Schrijfopdracht 1: Kies alle regels uit de records waarin het woord "hair" staat en schrijf die regels over.

Tekstfragment:
::::::::::
Ontwikkelingen jeugdzorg

De gemeente Ouder-Amstel is gezamenlijk met drie andere gemeenten (Amsterdam, Diemen en Uithoorn) en tien kernpartners voor hoogspecialistische jeugdhulp (HSJH) met ingang van 2022 een taakgerichte samenwerking aangegaan. Hierin worden jaarlijks afspraken gemaakt over de uitvoering van de hoog specialistische jeugdhulp, zoals over het lumpsumbedrag per kernpartner en het verwachten aantal jeugdigen (per zorgvorm) dat in een jaar bereikt wordt.

Op basis van voorgaande jaren is eind 2021 een inschatting gemaakt van de benodigde lumpsumbudgetten en clientaantallen per kernpartner. Gedurende 2022 kwam uit de voortgangsgesprekken met de kernpartners het beeld dat zij binnen het beschikbare budget zouden blijven. Begin 2023 meldden twee van de grotere kernpartners bij hun verantwoording over 2022 echter dat zij dat jaar hogere kosten hadden gemaakt als gevolg van hogere clientaantallen dan voorzien. Ten tijde van het opstellen van deze bestuursrapportage lopen met deze twee kernpartners nog de gesprekken over de afwikkeling van 2022, waarbij het financiële kader (oftewel het beschikbare budget binnen onze begroting) leidend is. Dat beschikbare kader biedt beperkt ruimte voor gedeeltelijke vergoeding van de gemaakte extra kosten voor 2022, de rest komt in lijn met de contractuele afspraken voor eigen rekening van de desbetreffende kernpartners.
::::::::::
Records voor het labelen van locaties
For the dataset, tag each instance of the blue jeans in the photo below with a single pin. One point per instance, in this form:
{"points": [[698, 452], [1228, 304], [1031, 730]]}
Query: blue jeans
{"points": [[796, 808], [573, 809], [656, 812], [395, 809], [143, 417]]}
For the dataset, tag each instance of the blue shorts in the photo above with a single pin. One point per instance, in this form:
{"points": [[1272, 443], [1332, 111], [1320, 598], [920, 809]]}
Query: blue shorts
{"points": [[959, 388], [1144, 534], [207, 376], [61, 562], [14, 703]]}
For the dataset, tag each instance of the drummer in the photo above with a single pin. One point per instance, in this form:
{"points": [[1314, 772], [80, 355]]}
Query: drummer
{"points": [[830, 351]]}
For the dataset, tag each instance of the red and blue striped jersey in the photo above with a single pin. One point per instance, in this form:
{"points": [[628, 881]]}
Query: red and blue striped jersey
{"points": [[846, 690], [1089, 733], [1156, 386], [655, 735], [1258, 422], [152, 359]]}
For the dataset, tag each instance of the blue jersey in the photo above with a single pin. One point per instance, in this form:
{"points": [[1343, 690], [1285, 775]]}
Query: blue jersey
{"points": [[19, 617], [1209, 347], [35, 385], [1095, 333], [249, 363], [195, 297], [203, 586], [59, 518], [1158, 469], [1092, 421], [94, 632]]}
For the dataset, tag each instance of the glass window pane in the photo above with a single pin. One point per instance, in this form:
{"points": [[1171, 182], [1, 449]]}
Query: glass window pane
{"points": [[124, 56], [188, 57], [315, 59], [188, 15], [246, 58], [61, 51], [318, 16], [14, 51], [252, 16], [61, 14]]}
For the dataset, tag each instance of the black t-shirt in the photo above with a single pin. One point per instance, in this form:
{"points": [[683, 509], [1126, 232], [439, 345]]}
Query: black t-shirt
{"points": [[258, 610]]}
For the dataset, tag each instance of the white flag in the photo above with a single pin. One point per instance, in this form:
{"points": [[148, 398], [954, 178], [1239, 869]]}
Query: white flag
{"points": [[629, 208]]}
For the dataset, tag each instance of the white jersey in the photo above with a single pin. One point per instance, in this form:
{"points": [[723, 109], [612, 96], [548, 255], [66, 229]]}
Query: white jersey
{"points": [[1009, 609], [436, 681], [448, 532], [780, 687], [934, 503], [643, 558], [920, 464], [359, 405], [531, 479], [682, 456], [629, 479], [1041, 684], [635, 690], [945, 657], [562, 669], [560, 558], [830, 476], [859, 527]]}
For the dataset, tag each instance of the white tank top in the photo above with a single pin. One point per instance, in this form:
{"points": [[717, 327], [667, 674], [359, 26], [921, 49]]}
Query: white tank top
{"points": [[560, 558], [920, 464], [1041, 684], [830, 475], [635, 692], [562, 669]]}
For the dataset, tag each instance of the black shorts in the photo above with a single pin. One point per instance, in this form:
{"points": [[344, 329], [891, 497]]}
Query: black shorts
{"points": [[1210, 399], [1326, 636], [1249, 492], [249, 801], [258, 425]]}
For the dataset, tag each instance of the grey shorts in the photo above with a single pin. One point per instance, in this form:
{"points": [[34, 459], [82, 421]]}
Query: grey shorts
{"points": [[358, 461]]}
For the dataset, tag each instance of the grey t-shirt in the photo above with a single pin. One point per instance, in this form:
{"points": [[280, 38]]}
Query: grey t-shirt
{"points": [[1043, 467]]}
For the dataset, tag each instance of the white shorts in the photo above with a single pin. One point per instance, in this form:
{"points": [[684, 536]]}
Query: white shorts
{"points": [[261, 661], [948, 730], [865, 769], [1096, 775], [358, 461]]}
::::::::::
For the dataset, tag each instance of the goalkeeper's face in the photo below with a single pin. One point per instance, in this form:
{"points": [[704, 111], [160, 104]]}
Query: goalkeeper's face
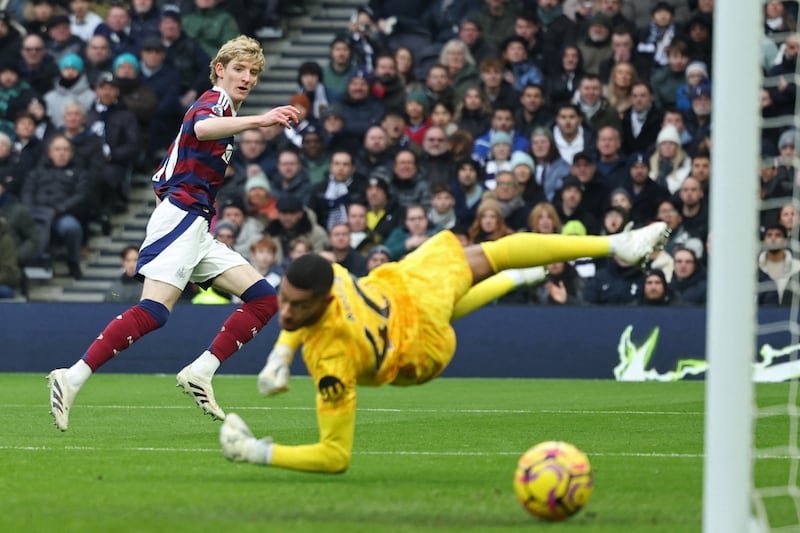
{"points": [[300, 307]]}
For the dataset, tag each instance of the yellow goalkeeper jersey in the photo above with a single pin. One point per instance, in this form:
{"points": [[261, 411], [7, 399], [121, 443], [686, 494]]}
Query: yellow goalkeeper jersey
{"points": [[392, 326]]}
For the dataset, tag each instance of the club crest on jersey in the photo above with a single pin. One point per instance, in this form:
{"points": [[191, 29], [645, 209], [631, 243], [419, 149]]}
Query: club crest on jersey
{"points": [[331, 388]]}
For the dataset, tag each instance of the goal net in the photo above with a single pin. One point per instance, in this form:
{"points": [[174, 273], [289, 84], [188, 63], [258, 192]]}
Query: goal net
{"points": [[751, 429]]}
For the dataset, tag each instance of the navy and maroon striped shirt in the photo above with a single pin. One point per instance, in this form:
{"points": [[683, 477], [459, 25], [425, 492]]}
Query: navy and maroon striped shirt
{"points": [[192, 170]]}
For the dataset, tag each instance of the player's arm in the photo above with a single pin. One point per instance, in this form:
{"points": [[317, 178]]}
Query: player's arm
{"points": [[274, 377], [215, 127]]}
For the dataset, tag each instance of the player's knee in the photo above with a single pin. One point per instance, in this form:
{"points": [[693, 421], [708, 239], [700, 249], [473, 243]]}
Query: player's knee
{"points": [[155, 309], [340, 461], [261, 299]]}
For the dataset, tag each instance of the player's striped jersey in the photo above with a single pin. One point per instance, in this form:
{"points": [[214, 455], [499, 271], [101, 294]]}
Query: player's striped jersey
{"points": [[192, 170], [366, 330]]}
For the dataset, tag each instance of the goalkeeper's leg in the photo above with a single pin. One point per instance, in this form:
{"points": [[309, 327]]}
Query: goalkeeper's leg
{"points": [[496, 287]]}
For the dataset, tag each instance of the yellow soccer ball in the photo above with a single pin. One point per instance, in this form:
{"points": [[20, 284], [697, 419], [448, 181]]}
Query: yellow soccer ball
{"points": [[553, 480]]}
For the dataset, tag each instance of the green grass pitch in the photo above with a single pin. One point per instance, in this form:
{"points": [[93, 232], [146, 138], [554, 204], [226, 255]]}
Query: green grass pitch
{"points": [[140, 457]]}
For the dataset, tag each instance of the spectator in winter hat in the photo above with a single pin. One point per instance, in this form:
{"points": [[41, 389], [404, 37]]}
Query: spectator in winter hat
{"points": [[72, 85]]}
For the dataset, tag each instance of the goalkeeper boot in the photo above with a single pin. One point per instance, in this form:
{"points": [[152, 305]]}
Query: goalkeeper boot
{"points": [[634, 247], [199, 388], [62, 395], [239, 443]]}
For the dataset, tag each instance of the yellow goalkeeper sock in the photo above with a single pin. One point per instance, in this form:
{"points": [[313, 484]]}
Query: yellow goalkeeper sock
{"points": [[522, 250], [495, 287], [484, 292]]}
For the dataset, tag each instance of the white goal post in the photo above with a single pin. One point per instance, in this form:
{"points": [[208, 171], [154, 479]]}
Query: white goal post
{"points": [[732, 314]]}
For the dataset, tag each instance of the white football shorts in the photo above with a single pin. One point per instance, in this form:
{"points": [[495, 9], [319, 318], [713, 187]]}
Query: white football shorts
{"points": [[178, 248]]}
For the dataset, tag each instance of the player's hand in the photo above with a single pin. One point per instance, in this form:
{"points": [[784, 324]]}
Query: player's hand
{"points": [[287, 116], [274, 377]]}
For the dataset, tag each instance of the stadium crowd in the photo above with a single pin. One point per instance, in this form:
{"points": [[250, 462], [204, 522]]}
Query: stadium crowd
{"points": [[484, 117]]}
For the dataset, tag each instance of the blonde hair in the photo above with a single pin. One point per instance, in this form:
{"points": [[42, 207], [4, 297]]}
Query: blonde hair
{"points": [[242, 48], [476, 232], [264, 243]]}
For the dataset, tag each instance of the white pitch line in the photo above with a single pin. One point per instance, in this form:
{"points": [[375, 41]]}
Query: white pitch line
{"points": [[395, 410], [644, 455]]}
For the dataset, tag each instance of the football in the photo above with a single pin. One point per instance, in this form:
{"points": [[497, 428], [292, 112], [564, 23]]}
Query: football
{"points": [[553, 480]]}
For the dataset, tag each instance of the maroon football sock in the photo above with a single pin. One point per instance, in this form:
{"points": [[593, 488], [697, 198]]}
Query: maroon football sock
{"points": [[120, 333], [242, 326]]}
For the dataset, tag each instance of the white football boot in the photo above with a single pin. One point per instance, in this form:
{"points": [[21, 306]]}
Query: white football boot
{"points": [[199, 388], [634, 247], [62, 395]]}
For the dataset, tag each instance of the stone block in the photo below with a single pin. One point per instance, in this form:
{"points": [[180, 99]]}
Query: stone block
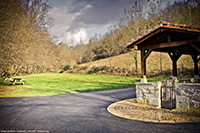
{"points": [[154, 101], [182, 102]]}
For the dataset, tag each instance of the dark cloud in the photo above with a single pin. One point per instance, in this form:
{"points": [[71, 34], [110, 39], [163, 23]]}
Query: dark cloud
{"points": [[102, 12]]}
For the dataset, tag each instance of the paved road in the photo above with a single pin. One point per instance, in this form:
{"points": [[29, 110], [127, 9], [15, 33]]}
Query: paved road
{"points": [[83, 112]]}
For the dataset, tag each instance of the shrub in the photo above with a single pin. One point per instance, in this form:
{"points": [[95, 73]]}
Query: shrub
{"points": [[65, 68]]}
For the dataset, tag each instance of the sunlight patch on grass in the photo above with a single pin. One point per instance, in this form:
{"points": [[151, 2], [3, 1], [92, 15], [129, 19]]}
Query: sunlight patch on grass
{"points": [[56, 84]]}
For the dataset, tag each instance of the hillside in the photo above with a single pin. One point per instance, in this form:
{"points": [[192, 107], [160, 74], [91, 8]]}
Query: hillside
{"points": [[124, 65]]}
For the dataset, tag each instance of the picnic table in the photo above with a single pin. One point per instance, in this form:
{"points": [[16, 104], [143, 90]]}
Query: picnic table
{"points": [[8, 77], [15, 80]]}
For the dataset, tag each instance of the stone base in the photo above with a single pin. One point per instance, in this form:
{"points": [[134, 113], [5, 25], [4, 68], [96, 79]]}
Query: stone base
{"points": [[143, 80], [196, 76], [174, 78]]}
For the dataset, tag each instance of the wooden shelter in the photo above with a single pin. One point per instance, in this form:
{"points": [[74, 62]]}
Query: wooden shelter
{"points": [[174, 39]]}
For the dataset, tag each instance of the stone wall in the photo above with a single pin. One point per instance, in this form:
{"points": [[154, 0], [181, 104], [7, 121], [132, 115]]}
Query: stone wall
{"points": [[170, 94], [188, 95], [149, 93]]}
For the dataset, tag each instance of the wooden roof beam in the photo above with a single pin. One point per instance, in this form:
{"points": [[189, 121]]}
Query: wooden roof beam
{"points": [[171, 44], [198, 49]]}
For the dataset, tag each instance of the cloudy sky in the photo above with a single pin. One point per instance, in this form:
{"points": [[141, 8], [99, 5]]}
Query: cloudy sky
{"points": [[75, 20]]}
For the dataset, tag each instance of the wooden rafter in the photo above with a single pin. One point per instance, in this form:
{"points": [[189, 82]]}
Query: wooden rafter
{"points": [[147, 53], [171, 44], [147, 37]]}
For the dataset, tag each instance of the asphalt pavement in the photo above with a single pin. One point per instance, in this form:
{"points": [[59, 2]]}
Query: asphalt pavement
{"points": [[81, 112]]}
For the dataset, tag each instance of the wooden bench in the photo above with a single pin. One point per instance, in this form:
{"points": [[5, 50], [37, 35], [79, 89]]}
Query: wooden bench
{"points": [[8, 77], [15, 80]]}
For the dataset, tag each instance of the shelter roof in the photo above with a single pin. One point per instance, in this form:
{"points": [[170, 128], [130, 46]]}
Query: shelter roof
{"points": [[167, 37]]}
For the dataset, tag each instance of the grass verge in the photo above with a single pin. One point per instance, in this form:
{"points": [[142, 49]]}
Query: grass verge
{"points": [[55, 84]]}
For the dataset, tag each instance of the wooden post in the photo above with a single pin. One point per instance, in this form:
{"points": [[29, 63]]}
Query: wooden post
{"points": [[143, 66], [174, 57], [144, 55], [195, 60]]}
::::::::::
Schrijfopdracht 2: Ga verder met de tekst over de jeugdzorg in Ouder-Amstel, aansluitend op de laatste zin.

Schriftelijk antwoord 1:
For the dataset, tag each instance of the blonde hair in the photo above with a single pin. One point per instance, in this form:
Query: blonde hair

Schriftelijk antwoord 2:
Landelijke trend mentale gezondheid jeugd
In 2022 was er dus sprake van hogere clientaantallen bij de kernpartners dan oorsponkelijk voorzien. Ook geven deze kernpartners aan dat de zwaarte en duur van de benodigde behandelingen toeneemt. Deze stijging in clientaantallen en zwaarte van de behandeling sluit aan bij een zorgelijke landelijke trend die de GGD ook in haar corona Gezondheidsmonitor voor Jongvolwassenen (2021) signaleert. Daarnaast is er ook sprake van landelijk beleid dat bijdraagt aan een toenemend beroep op jeugdhulp. Zo zijn er wachtlijsten voor de volwassenen GGZ terwijl 70% van de ouders van jeugdigen met hulp GGZ-problematiek hebben. Daarnaast is er een hoge drempel voor een beroep op de Wet Langdurige Zorg waardoor jeugdigen op hulp vanuit gemeenten zijn aangewezen en is de toegang tot hulp op basis van de Jeugdwet ruim geformuleerd waardoor er bijvoorbeeld geen eigen bijdrage gevraagd kan worden in tegenstelling tot andere voorzieningen.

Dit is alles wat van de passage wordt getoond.